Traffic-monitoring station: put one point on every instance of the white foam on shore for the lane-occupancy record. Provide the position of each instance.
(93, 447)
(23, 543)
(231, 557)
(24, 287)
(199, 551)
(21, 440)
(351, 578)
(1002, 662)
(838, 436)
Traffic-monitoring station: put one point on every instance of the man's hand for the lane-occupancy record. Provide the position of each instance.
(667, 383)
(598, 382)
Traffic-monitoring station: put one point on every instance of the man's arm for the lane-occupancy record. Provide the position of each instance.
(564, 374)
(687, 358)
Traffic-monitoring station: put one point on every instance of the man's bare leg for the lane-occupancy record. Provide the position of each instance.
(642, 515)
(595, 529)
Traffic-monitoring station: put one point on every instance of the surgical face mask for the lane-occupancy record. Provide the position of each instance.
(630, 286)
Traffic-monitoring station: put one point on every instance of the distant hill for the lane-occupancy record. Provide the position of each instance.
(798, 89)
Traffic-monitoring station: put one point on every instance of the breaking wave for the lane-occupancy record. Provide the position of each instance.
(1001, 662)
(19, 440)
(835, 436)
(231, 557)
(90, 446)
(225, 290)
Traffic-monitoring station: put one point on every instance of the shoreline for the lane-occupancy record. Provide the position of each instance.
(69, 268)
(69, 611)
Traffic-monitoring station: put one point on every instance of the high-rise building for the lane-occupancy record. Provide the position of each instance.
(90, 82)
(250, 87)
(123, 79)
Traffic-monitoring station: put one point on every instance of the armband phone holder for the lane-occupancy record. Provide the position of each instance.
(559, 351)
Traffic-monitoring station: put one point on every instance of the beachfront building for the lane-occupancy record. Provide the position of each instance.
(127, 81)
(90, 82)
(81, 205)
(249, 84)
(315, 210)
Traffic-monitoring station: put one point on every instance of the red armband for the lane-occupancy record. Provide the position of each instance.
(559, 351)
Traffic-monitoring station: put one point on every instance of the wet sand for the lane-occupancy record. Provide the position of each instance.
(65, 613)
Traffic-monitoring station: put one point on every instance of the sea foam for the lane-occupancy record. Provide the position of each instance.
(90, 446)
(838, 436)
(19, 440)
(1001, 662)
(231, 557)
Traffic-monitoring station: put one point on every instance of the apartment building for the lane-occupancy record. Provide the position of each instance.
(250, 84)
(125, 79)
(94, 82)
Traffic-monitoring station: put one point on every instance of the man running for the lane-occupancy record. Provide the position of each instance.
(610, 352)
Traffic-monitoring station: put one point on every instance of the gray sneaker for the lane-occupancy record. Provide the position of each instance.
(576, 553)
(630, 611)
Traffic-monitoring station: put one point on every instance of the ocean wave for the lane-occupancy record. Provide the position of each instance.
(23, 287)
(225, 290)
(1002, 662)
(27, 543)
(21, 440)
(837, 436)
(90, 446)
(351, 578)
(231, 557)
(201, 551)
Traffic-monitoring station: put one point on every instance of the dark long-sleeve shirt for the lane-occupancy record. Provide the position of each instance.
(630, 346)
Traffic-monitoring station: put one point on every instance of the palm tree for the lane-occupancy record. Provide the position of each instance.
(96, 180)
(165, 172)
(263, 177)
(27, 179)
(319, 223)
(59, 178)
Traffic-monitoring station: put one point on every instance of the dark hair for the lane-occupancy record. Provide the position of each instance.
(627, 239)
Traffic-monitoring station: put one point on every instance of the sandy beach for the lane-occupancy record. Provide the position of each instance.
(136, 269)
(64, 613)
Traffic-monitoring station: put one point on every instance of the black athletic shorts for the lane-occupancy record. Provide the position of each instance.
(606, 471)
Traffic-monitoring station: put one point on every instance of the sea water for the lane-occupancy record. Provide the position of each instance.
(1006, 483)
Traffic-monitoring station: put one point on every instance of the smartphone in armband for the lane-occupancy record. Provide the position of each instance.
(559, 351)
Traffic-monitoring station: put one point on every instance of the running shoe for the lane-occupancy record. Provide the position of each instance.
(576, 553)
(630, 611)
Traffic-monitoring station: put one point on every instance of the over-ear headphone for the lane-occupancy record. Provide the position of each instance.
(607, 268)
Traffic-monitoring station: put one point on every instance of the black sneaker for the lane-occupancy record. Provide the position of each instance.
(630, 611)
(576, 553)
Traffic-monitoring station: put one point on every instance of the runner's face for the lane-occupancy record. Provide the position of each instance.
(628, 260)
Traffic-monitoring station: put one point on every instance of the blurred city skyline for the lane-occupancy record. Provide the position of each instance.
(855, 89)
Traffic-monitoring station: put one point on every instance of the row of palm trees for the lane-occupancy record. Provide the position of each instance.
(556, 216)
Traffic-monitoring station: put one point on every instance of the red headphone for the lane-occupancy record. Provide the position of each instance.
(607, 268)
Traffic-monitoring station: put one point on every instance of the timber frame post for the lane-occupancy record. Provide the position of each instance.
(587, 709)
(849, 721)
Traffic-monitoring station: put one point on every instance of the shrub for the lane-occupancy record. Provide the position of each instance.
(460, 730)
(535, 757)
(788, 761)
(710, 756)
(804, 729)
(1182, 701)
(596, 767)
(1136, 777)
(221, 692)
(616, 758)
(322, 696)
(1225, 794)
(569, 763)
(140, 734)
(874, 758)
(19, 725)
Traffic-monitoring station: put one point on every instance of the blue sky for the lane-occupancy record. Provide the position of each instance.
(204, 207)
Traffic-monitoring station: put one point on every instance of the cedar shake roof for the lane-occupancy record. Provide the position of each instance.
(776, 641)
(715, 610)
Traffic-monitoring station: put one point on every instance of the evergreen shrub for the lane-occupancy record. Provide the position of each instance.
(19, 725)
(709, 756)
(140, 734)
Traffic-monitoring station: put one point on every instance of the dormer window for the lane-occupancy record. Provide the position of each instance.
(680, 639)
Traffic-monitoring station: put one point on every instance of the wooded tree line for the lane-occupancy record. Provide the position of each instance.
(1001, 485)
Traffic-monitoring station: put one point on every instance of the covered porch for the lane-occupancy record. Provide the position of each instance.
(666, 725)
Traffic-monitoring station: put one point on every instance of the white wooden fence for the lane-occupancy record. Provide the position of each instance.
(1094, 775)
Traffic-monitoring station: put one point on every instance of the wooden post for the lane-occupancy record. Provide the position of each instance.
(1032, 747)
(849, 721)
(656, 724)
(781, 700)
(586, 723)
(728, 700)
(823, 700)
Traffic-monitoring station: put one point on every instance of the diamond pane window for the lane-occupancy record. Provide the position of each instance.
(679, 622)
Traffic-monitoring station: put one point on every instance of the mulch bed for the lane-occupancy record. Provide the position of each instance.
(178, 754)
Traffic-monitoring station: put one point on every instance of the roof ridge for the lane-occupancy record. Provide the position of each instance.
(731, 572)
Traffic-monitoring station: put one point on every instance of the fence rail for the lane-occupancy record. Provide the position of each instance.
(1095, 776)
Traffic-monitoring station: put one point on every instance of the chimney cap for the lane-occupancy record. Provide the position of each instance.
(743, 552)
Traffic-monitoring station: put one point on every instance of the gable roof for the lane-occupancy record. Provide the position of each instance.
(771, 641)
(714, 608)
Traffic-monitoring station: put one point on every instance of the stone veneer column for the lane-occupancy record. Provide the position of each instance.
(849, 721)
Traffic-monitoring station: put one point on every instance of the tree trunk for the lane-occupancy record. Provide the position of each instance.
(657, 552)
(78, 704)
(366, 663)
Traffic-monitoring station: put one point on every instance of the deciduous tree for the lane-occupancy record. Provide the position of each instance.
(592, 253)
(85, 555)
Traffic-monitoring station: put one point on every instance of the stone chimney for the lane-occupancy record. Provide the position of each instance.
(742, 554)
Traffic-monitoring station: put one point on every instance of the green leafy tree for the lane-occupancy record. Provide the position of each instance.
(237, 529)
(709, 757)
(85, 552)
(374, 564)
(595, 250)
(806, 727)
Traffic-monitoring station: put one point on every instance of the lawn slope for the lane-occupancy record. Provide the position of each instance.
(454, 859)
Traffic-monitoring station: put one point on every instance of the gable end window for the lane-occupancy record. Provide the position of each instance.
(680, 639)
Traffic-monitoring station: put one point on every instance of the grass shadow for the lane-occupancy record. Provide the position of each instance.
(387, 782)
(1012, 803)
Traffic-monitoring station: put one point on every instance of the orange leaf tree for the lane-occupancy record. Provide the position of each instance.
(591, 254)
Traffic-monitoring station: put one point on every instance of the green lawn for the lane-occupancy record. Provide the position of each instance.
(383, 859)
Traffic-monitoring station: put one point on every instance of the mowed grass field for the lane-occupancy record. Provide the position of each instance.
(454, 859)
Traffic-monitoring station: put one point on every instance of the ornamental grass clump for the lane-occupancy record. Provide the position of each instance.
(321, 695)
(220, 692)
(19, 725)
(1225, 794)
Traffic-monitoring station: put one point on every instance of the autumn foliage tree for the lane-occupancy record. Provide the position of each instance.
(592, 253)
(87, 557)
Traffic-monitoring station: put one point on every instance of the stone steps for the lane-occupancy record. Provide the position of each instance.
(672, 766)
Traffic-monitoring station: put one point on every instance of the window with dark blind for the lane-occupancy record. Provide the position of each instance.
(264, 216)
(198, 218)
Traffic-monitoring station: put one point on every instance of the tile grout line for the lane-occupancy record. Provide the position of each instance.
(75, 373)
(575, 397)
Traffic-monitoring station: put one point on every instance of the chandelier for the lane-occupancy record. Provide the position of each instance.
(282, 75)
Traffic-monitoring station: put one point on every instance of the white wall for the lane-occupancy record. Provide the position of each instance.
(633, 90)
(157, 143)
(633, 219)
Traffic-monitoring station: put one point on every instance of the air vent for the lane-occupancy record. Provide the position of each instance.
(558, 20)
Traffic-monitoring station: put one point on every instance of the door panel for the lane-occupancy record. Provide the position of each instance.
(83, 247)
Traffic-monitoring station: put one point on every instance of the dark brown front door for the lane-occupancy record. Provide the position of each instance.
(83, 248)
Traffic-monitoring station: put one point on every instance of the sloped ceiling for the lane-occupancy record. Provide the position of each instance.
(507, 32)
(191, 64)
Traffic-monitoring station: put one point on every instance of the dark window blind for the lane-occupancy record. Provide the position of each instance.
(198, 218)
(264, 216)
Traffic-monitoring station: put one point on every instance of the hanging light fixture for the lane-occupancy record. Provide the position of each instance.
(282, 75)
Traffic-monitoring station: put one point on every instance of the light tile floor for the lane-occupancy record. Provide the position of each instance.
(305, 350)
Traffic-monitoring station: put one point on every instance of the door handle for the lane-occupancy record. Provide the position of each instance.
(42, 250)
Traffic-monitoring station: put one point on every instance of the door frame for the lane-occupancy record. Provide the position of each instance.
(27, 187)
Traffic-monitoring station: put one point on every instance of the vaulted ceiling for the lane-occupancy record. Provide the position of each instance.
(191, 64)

* **Problem statement**
Please retype, exactly as written, every line from the line containing "the dark window" through the last line of the records above, including both of those lines, and nothing else.

* **Completed task**
Traffic-monitoring station: put one point on every instance of the dark window blind for the lane-occupancy record. Provide the position of each instance.
(198, 218)
(264, 216)
Traffic-monitoring station: put one point on every instance of the hanging light fixture for the lane-occupancy record. Provide the position of each instance.
(282, 75)
Traffic-monitoring station: put one point on every instance of the light tile floor for the lane-occupancy record. Provide the position of each instance.
(305, 350)
Traffic-monitoring station: put one point on every instance of the door handle for the lane-occupancy record. Provide the position of each instance.
(42, 250)
Traffic-monitoring station: put one point on every instance of the door frame for the lane-occupancy record. Provide the position of each instance.
(27, 187)
Traffic-monitoring station: put one point on every instance of the vaulted ceiling for the lane-occupancy record. Provide the position of each instance.
(191, 64)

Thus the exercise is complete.